Using the information:
1) In the genome browser excerpt, what marks the visible region of the chromosome on the genome ruler?
2) Proceed with the genome browser excerpt, picking up right after its last sentence.

In the chromosome view, the alignment track has changed from a density plot to showing individual gene, the genome ruler is now showing co-ordinates instead of chromosome name/numbers. More importantly, the alignment tracks are saying that to see coverage or read alignments we need to zoom in further.

Region view

There are several ways to continue to zoom in and view specific regions or base level information.

Select region

If you don't know the specific co-ordinates of the region you want to look at, you can click and drag to select a region on the genome toolbar.

Jump to region

If you know the co-ordinates of the region you want to view, you can enter them into the "Search" and click "Go". The format is chromosome:start-stop. For example, to view from 100,000 to 100,100 on PccAS_01_v3, you would enter PccAS_01_v3:100,000-100,100 in the search box.

Note: the visible region of the chromosome is indicated by the red box on the genome ruler.

Jump to gene or locus

Alternatively, if you know the name of the gene you want to view and you have loaded an annotation file, you can enter the gene name into the "Search" and click "Go". For example, to view PCHAS_0100100, you would enter PccAS_0100100 in the search box.

[Dataset entries]
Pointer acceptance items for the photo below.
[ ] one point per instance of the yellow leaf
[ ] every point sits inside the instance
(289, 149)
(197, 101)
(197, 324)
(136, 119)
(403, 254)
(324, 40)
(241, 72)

Answers provided:
1) A red box on the genome ruler.

2)
Note: the search box will try to help you by listing options to autocomplete the search box.

Zooming in and out

You can zoom in and out from each view by using the "+" and "-" buttons on the zoom control at the right-hand side of the toolbar. This will also work with the "+" and "-" keys on your keyboard.

Navigating around the view

There are several ways you can move around the view:

Left-click and hold on a track in the data viewer. Drag to move left or right.
Move left right using arrow keys on your keyboard.
Double click on a gene/feature in the anntotation track to zoom in and center on that gene/feature.